Exercise instructions - Retype every one of the rows below without changing a single character.

Supplied material -

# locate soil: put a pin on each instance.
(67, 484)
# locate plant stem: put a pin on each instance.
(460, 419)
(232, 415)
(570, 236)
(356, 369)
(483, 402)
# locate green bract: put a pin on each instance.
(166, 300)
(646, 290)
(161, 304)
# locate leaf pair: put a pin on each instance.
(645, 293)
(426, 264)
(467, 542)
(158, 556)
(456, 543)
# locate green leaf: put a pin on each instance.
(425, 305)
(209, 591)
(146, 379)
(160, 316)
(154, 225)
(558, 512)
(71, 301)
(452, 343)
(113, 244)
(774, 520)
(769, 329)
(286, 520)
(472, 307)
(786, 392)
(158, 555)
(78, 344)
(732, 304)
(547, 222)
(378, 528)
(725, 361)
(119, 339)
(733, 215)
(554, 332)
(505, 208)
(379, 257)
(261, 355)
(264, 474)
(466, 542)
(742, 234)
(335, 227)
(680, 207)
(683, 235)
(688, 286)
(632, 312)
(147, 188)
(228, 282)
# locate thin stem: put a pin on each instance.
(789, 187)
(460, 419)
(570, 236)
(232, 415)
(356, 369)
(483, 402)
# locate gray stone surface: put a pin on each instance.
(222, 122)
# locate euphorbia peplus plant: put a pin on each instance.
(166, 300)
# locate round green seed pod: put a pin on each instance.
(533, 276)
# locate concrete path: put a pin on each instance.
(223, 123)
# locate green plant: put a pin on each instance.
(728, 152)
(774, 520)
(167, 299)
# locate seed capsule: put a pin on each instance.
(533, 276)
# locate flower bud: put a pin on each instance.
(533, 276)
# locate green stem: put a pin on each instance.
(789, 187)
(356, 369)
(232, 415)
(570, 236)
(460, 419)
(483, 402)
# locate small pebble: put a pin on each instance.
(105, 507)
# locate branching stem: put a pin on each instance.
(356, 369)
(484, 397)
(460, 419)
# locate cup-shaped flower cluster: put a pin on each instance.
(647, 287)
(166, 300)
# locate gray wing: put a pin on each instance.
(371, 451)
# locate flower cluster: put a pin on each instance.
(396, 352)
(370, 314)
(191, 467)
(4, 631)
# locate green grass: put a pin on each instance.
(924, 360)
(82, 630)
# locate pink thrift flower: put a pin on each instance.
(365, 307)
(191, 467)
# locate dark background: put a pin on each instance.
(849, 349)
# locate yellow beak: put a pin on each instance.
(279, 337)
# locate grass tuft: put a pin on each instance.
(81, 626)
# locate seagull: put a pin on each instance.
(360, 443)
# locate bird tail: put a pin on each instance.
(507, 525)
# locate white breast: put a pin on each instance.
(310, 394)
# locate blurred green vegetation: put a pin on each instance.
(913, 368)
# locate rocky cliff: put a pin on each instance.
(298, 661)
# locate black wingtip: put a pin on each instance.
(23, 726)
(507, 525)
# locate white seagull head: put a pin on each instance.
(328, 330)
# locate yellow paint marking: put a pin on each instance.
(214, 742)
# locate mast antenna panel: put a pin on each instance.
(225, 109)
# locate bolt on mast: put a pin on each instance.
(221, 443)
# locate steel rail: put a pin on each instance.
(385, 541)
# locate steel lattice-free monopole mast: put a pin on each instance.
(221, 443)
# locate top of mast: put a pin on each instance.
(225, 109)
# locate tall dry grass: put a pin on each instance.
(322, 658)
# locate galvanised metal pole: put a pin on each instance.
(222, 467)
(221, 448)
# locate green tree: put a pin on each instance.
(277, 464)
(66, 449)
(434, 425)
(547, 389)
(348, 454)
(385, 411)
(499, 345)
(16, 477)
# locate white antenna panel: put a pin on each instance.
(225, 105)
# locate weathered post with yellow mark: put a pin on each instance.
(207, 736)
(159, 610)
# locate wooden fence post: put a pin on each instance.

The result -
# locate soil: put a pin on each instance.
(67, 484)
# locate plant stem: put a pin on each instance.
(460, 419)
(232, 415)
(570, 236)
(356, 369)
(483, 402)
# locate green bract: put a pin on each instance.
(166, 300)
(646, 290)
(161, 304)
# locate leaf pair: put a pin on each instance.
(645, 293)
(426, 264)
(467, 542)
(158, 556)
(456, 543)
# locate green leaf: put a pin on each instance.
(425, 305)
(209, 591)
(146, 379)
(160, 316)
(154, 225)
(558, 512)
(71, 301)
(452, 343)
(113, 244)
(774, 520)
(769, 329)
(286, 520)
(472, 307)
(786, 392)
(158, 555)
(78, 344)
(732, 304)
(547, 222)
(378, 528)
(725, 361)
(119, 339)
(733, 215)
(554, 332)
(505, 208)
(379, 257)
(261, 355)
(264, 474)
(466, 542)
(742, 234)
(335, 227)
(680, 207)
(683, 235)
(688, 286)
(632, 312)
(147, 188)
(228, 282)
# locate thin stem: put a pin on each instance.
(789, 187)
(460, 419)
(570, 236)
(232, 415)
(356, 369)
(483, 402)
# locate gray stone surface: put a pin on each instance.
(222, 122)
# locate euphorbia peplus plant: put a pin on each instance.
(166, 300)
# locate round green seed pod: put a pin on each instance.
(533, 276)
# locate concrete path: put a pin on each instance.
(223, 123)
# locate green plant: put a pin on each instance.
(728, 152)
(774, 520)
(167, 299)
# locate seed capsule: put a pin on each instance.
(533, 276)
# locate flower bud: put a pin on each instance.
(533, 276)
# locate green stem: put a pin on each instance.
(789, 187)
(356, 369)
(232, 415)
(570, 236)
(460, 419)
(483, 402)
# locate small pebble: put a pin on each instance.
(105, 507)
# locate branching stem: put a pin on each instance.
(356, 369)
(484, 397)
(460, 419)
# locate cup-shaped flower cluster: put a pin on each instance.
(647, 287)
(166, 300)
# locate gray wing: put a pin on each instance.
(371, 451)
# locate flower cluster: put a pin on each instance.
(396, 352)
(370, 314)
(191, 467)
(4, 631)
# locate green grass: put a pin on each instance.
(924, 360)
(82, 630)
# locate pink thrift flower: put a pin on each instance.
(365, 307)
(191, 467)
# locate dark background: put a pin on each instance.
(849, 349)
# locate yellow beak: put a pin on each instance.
(279, 337)
# locate grass tuft: put a pin on each instance.
(81, 626)
# locate seagull: put a pin on each instance.
(360, 443)
# locate bird tail: put a pin on each instance.
(507, 525)
# locate white breast: put a pin on each instance.
(310, 394)
# locate blurred green vegetation: put a pin on each instance.
(913, 368)
# locate rocky cliff: put a pin on each instance.
(298, 661)
# locate black wingtip: put a pin on each instance.
(23, 726)
(507, 525)
# locate white seagull head: put a pin on each instance.
(328, 330)
# locate yellow paint marking: put a pin on each instance.
(214, 742)
# locate mast antenna panel: put a pin on each instance.
(225, 109)
# locate bolt on mast: put a pin on each instance.
(221, 443)
# locate steel rail: put a pin on each instance.
(385, 541)
# locate steel lattice-free monopole mast: put a pin on each instance.
(221, 443)
# locate top of mast: put a pin on each instance.
(225, 109)
# locate tall dry grass: put a pin on each instance.
(322, 658)
# locate galvanised metal pole: put a pin on each instance.
(222, 467)
(221, 448)
# locate green tree: put a pin on each instance.
(277, 464)
(66, 449)
(434, 425)
(547, 389)
(348, 454)
(385, 411)
(499, 345)
(16, 477)
# locate white antenna panel: put a pin on each instance.
(225, 105)
# locate weathered post with yellow mark: put a pin on each instance.
(207, 736)
(159, 610)
# locate wooden fence post: put a pin on each instance.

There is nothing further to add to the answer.